> _DATA EXTRACT_
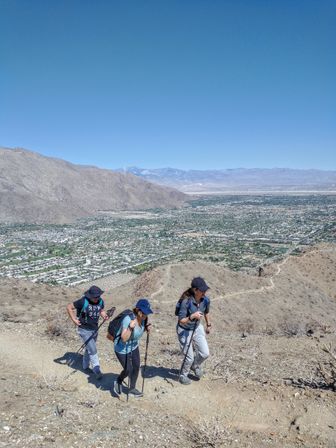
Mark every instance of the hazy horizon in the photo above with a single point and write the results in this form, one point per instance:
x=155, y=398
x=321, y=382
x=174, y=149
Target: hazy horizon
x=193, y=85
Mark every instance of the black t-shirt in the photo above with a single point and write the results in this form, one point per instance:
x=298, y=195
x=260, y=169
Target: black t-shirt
x=90, y=316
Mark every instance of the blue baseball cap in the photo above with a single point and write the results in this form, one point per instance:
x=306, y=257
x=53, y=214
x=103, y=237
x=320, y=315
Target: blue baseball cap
x=144, y=306
x=199, y=283
x=94, y=292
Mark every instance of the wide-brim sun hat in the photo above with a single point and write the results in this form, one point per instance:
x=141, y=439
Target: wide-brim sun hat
x=144, y=306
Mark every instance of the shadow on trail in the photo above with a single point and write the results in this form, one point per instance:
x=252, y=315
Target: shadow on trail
x=75, y=360
x=162, y=372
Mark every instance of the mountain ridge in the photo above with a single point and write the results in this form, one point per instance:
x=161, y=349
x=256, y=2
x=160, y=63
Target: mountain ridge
x=39, y=189
x=239, y=179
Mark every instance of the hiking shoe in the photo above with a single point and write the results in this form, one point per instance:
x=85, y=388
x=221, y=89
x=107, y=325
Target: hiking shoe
x=97, y=373
x=184, y=380
x=135, y=393
x=117, y=388
x=198, y=372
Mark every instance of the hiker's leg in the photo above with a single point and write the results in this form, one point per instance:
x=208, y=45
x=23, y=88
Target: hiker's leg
x=91, y=345
x=201, y=346
x=126, y=364
x=86, y=360
x=184, y=339
x=135, y=367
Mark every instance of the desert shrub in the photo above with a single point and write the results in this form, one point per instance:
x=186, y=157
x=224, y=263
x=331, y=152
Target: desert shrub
x=290, y=328
x=246, y=326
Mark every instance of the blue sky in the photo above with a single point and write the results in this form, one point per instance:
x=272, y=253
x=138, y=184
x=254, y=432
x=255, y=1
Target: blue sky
x=186, y=83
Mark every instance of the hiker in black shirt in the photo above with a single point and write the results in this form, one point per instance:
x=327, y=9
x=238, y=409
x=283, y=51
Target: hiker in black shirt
x=191, y=308
x=85, y=313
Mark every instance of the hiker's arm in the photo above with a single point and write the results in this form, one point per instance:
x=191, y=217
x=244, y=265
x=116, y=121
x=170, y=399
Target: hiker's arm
x=72, y=314
x=207, y=318
x=127, y=332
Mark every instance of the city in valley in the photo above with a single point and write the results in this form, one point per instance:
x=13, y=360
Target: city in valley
x=241, y=232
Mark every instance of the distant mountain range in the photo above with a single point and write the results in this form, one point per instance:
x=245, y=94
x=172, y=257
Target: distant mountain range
x=35, y=188
x=240, y=179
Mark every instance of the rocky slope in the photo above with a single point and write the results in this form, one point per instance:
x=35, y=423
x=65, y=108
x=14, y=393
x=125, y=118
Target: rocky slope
x=35, y=188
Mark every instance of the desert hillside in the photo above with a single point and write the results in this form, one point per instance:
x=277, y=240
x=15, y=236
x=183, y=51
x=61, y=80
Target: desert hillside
x=266, y=383
x=39, y=189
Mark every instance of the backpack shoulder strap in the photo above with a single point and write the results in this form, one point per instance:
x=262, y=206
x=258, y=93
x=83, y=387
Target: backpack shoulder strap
x=85, y=305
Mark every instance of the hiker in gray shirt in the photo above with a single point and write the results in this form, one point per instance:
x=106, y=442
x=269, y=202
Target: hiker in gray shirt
x=190, y=309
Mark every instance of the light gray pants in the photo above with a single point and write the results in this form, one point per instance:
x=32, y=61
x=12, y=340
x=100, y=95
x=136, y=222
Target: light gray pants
x=90, y=355
x=198, y=351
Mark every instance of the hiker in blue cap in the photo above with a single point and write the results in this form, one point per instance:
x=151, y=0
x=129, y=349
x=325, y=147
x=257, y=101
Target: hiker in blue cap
x=126, y=345
x=85, y=314
x=190, y=309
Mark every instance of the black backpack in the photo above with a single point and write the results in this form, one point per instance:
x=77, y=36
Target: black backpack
x=180, y=300
x=115, y=324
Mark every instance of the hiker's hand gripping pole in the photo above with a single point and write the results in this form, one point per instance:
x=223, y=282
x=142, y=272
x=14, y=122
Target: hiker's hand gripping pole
x=145, y=363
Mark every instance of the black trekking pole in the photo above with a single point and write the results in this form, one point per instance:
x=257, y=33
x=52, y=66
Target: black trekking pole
x=145, y=364
x=130, y=362
x=109, y=314
x=185, y=357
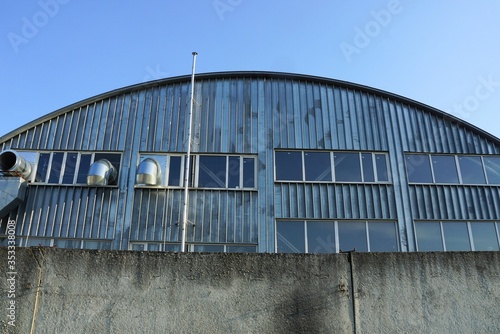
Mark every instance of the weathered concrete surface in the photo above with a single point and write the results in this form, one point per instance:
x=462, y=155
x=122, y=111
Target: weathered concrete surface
x=147, y=292
x=427, y=292
x=141, y=292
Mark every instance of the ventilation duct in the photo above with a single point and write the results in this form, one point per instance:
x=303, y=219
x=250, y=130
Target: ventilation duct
x=101, y=173
x=148, y=173
x=12, y=164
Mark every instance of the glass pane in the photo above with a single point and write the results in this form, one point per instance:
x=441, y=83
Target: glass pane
x=290, y=237
x=42, y=167
x=429, y=236
x=240, y=249
x=382, y=170
x=83, y=169
x=347, y=167
x=233, y=173
x=289, y=166
x=209, y=248
x=352, y=236
x=114, y=158
x=418, y=168
x=471, y=169
x=55, y=167
x=321, y=237
x=484, y=236
x=456, y=236
x=248, y=172
x=492, y=165
x=383, y=237
x=368, y=173
x=174, y=177
x=212, y=172
x=318, y=166
x=445, y=169
x=70, y=168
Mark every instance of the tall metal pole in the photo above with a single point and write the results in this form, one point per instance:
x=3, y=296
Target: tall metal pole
x=187, y=162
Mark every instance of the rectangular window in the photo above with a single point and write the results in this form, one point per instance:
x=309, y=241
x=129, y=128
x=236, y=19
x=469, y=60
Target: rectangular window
x=456, y=236
x=347, y=167
x=212, y=171
x=83, y=168
x=484, y=235
x=445, y=169
x=383, y=237
x=382, y=170
x=418, y=168
x=288, y=165
x=321, y=237
x=233, y=172
x=429, y=236
x=352, y=236
x=471, y=169
x=368, y=171
x=317, y=166
x=248, y=172
x=42, y=167
x=174, y=172
x=290, y=237
x=70, y=166
x=56, y=167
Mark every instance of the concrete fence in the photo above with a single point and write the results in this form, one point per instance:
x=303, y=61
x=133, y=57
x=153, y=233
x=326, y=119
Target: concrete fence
x=84, y=291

> _REQUIREMENT_
Copy out all of the data above, replacing each "one point per instance" with "one point for each instance" and leaving everything else unchanged. Leave the pictures out.

> _SOLVED EXERCISE_
Mark every instance of the hazy horizon in the photo above with a single point and write the results in this form, one point for each instance:
x=155, y=398
x=321, y=382
x=174, y=149
Target: hazy horizon
x=193, y=85
Mark every instance of the black t-shirt in the photo above with a single point and write the results in this form, one point for each instance:
x=298, y=195
x=260, y=169
Target: black t-shirt
x=90, y=316
Mark every instance of the blue baseball cap in the photo above with a single point and write the results in this form, one point for each instance:
x=306, y=257
x=53, y=214
x=103, y=237
x=320, y=315
Target: blue baseball cap
x=144, y=306
x=199, y=283
x=94, y=292
Mark every instance of the wide-brim sun hat in the photo above with a single point and write the results in this form, one point for each instance:
x=141, y=439
Target: wide-brim sun hat
x=144, y=306
Mark every instance of the shadow on trail in the photo above with a single point and write the results in this form, one point for each instance:
x=252, y=315
Target: shadow on trail
x=75, y=360
x=162, y=372
Mark every instance of the mountain ridge in the photo above with a single point and write the results in this form, one point for each instance:
x=161, y=349
x=256, y=2
x=160, y=63
Target: mountain ridge
x=39, y=189
x=239, y=179
Mark every instance of the hiking shoe in the photo above with a single point and write the results in this form, one point for each instance:
x=85, y=388
x=221, y=89
x=107, y=325
Target: hiking shoe
x=97, y=373
x=184, y=380
x=135, y=393
x=117, y=388
x=198, y=372
Mark every instance of the hiker's leg in the photo above with a single point and write the results in this form, one point for each instance:
x=208, y=45
x=23, y=88
Target: hiker's leg
x=91, y=345
x=201, y=346
x=126, y=364
x=86, y=360
x=184, y=339
x=135, y=367
Mark every instance of the desert shrub in the photo above with a single point and write the results in this form, one point for each instance:
x=186, y=157
x=224, y=263
x=331, y=152
Target: desert shrub
x=290, y=328
x=246, y=326
Mark every instance of the blue sky in the photo above with a single point and write the results in this form, one point for each instance:
x=272, y=253
x=138, y=184
x=254, y=432
x=255, y=1
Target: blue sky
x=186, y=83
Mark every instance of the hiker in black shirt in the photo above with a single point and write the results in this form, one point for each instance:
x=327, y=9
x=238, y=409
x=283, y=51
Target: hiker in black shirt
x=191, y=308
x=85, y=313
Mark every instance of the hiker's arm in the photo above with a single point and write the results in this form, one point for each instance:
x=191, y=217
x=244, y=265
x=116, y=121
x=170, y=399
Target: hiker's arm
x=72, y=314
x=207, y=318
x=127, y=332
Mark every instance of the city in valley in the photo above with a single point and write the results in this form, one point for each instance:
x=13, y=360
Target: city in valley
x=241, y=232
Mark every instance of the distant mountain range in the photo above with a single point and write the results in this form, one point for each instance:
x=245, y=94
x=172, y=257
Target: distant mountain range
x=35, y=188
x=240, y=179
Mark every instance of the rocky slope in the photo above with a single point and write the results in this form, one point for each instance:
x=35, y=423
x=65, y=108
x=14, y=393
x=125, y=118
Target: rocky slope
x=35, y=188
Mark every instance of the desert hillside in the photo above with a single point and write the results in this form, one point for each instance:
x=277, y=240
x=15, y=236
x=183, y=51
x=61, y=80
Target: desert hillside
x=266, y=383
x=39, y=189
Mark every instance of the backpack shoulder strap in the photo above with a single point and write the results in this form, one point for each instance:
x=262, y=206
x=258, y=93
x=83, y=387
Target: backpack shoulder strap
x=85, y=305
Mark every instance of the hiker in gray shirt in the photo above with a single point and write the results in this form, one point for each instance:
x=106, y=442
x=269, y=202
Target: hiker in gray shirt
x=190, y=309
Mark every instance of the light gray pants in the photo above with a single point and write the results in this form, one point for each instance:
x=32, y=61
x=12, y=340
x=100, y=95
x=136, y=222
Target: light gray pants
x=90, y=355
x=198, y=351
Mark every instance of the hiker in blue cap in the photo above with a single point and write the results in this form, one point for each instance:
x=151, y=0
x=129, y=349
x=325, y=147
x=257, y=101
Target: hiker in blue cap
x=126, y=345
x=85, y=314
x=190, y=309
Mark every instance of the black backpack in the photo above with a single point and write the results in this form, one point for each instance:
x=77, y=36
Target: black backpack
x=180, y=300
x=115, y=324
Mark every instance of the hiker's hand gripping pole in the photo above with a single point and write the results in this form, one point for each instance:
x=223, y=282
x=142, y=272
x=14, y=122
Target: hiker's hand gripping pole
x=145, y=363
Mark every instance of the black trekking pole in the photo above with a single point and write the results in this form, one point for each instance:
x=257, y=33
x=52, y=66
Target: black trekking pole
x=145, y=364
x=130, y=362
x=109, y=314
x=185, y=357
Mark every instance of the weathered concrete surface in the photo above with a single point and write the results in this form, one point for each instance:
x=462, y=155
x=122, y=111
Target: weathered concrete surface
x=147, y=292
x=427, y=292
x=141, y=292
Mark every instance of the ventilation duct in the photo above with a single point and write the results in this form, one point for each instance:
x=303, y=219
x=250, y=130
Target: ventilation duct
x=101, y=173
x=148, y=173
x=12, y=164
Mark every instance of the glass pane in the photo above with a single point and write the results in this form, one point for each instance:
x=441, y=83
Target: glass pane
x=290, y=237
x=42, y=167
x=429, y=236
x=240, y=249
x=382, y=170
x=83, y=169
x=347, y=167
x=233, y=173
x=289, y=166
x=209, y=248
x=352, y=236
x=114, y=158
x=418, y=168
x=471, y=169
x=55, y=167
x=321, y=237
x=484, y=236
x=456, y=236
x=248, y=172
x=492, y=165
x=383, y=237
x=368, y=173
x=174, y=177
x=212, y=172
x=318, y=166
x=445, y=169
x=70, y=168
Mark every instance of the tall metal pole in the photo above with a single point and write the results in this form, one point for each instance:
x=3, y=296
Target: tall metal pole
x=187, y=162
Mark every instance of the rectangular window in the photo above with a single point and write the results in this form, one point for each instance:
x=309, y=241
x=129, y=128
x=236, y=19
x=469, y=60
Target: rectangular window
x=456, y=236
x=347, y=167
x=212, y=171
x=83, y=168
x=484, y=235
x=445, y=169
x=383, y=237
x=382, y=170
x=418, y=168
x=288, y=165
x=321, y=237
x=233, y=172
x=429, y=236
x=352, y=236
x=471, y=169
x=368, y=171
x=317, y=166
x=248, y=172
x=42, y=167
x=174, y=172
x=290, y=237
x=70, y=166
x=56, y=167
Mark every instance of the concrete fence in the photo above with a single point and write the results in this form, one point for each instance:
x=303, y=61
x=133, y=57
x=153, y=233
x=326, y=119
Target: concrete fence
x=84, y=291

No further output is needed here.